(Problem requirements) List every line of the material that contains the word "beige".

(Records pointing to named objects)
****************************************

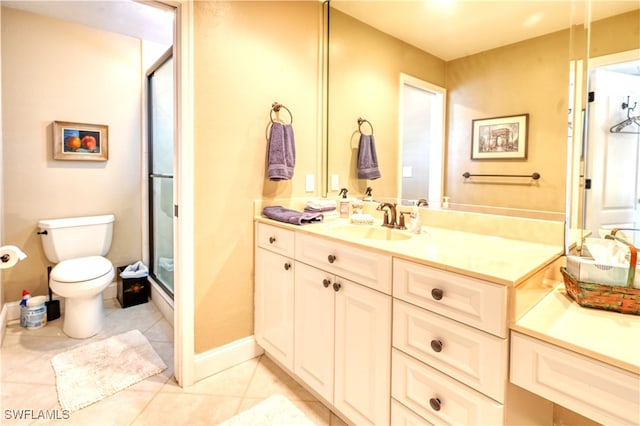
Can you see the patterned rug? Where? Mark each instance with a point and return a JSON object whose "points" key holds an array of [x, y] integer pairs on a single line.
{"points": [[273, 411], [88, 373]]}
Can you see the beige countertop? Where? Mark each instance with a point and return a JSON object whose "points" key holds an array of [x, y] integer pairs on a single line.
{"points": [[496, 259], [610, 337]]}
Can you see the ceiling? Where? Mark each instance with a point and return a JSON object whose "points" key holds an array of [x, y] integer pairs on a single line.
{"points": [[451, 29], [448, 29], [125, 17]]}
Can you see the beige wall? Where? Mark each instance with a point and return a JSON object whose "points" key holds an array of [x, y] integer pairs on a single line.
{"points": [[364, 80], [67, 72], [531, 77], [247, 55]]}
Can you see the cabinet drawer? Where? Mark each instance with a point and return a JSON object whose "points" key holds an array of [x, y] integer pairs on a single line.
{"points": [[591, 388], [473, 302], [275, 239], [418, 386], [475, 358], [402, 416], [362, 266]]}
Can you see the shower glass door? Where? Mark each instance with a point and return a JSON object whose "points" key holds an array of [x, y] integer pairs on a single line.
{"points": [[161, 141]]}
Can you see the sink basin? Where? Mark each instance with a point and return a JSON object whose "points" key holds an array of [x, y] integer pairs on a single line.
{"points": [[370, 233]]}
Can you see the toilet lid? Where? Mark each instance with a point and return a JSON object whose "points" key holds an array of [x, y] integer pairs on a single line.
{"points": [[81, 269]]}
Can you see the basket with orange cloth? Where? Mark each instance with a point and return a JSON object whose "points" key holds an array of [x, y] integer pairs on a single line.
{"points": [[624, 299]]}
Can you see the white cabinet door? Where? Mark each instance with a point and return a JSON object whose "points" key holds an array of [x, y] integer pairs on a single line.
{"points": [[363, 354], [314, 328], [274, 305]]}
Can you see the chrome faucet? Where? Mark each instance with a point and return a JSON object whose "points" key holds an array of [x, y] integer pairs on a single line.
{"points": [[389, 219]]}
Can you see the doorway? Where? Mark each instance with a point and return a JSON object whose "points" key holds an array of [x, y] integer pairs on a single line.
{"points": [[161, 119], [421, 140], [613, 151]]}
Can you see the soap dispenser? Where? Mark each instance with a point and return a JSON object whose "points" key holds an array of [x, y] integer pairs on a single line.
{"points": [[416, 221], [344, 203]]}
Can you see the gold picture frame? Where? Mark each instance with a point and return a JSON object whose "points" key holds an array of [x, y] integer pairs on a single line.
{"points": [[500, 138], [82, 142]]}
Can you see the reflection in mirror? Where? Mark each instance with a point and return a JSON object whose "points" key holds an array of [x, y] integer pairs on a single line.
{"points": [[484, 74], [611, 154]]}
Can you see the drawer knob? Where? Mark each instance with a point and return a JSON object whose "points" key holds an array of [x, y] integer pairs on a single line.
{"points": [[436, 293], [435, 403]]}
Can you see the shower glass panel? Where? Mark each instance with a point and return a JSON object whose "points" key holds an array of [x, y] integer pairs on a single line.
{"points": [[161, 141]]}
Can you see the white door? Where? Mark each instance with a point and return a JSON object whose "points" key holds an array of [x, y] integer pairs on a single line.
{"points": [[363, 354], [612, 157], [314, 328], [274, 305]]}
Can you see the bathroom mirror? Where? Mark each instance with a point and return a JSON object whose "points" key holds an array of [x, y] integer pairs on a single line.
{"points": [[523, 69], [609, 99]]}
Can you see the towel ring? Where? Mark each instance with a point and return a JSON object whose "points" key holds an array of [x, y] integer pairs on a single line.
{"points": [[275, 107], [361, 121]]}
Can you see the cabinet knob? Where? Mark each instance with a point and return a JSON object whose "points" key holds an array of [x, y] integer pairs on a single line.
{"points": [[436, 293], [435, 403]]}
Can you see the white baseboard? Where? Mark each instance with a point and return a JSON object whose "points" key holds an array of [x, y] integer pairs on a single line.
{"points": [[163, 302], [219, 359]]}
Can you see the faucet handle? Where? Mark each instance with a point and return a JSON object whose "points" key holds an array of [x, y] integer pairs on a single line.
{"points": [[402, 225]]}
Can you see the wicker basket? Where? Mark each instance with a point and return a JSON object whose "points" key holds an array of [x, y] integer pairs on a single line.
{"points": [[607, 297]]}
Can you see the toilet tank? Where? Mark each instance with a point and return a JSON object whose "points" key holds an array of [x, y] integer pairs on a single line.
{"points": [[73, 237]]}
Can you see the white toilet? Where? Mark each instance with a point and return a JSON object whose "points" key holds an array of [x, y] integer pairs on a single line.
{"points": [[77, 246]]}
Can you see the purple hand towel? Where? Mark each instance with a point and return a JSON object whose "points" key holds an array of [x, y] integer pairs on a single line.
{"points": [[294, 217], [367, 158], [282, 152]]}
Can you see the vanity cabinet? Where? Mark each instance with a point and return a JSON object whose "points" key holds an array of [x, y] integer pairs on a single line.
{"points": [[323, 311], [342, 343], [604, 393], [450, 351], [274, 276]]}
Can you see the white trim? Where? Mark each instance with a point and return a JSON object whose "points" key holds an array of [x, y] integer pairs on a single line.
{"points": [[161, 301], [614, 58], [219, 359], [184, 292]]}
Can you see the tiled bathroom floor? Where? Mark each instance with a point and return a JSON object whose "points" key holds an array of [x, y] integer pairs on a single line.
{"points": [[27, 383]]}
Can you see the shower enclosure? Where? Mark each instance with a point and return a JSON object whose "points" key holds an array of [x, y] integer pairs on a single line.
{"points": [[161, 154]]}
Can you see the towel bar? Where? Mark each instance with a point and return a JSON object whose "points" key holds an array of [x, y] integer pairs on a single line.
{"points": [[275, 107], [534, 176], [361, 121]]}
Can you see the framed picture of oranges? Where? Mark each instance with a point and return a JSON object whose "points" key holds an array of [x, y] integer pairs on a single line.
{"points": [[75, 141]]}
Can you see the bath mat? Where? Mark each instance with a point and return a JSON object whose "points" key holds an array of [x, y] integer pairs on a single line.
{"points": [[91, 372], [273, 411]]}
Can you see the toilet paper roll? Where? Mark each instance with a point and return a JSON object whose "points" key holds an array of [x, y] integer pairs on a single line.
{"points": [[10, 255]]}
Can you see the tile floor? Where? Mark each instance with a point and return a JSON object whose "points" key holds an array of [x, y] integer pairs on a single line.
{"points": [[27, 381]]}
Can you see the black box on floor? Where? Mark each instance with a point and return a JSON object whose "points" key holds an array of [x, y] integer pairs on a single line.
{"points": [[132, 291]]}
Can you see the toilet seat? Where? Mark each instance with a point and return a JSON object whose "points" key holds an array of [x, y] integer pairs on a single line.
{"points": [[81, 269]]}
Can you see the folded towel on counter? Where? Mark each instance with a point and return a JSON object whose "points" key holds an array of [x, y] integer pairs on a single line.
{"points": [[367, 158], [294, 217], [282, 152], [321, 203], [319, 210]]}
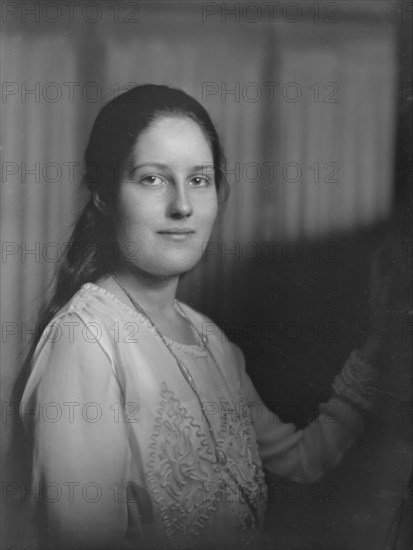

****************************************

(Exercise answer)
Can you see the beige countertop? Where? Mark each instance with a point and return a JSON object whose "points" key holds an array of [x, y] integer pairs on a single line.
Can you see the beige wall? Where? Mark each instance with a point and return a JSON object whose "points" key holds an array of [x, y] integer pairs on a single line.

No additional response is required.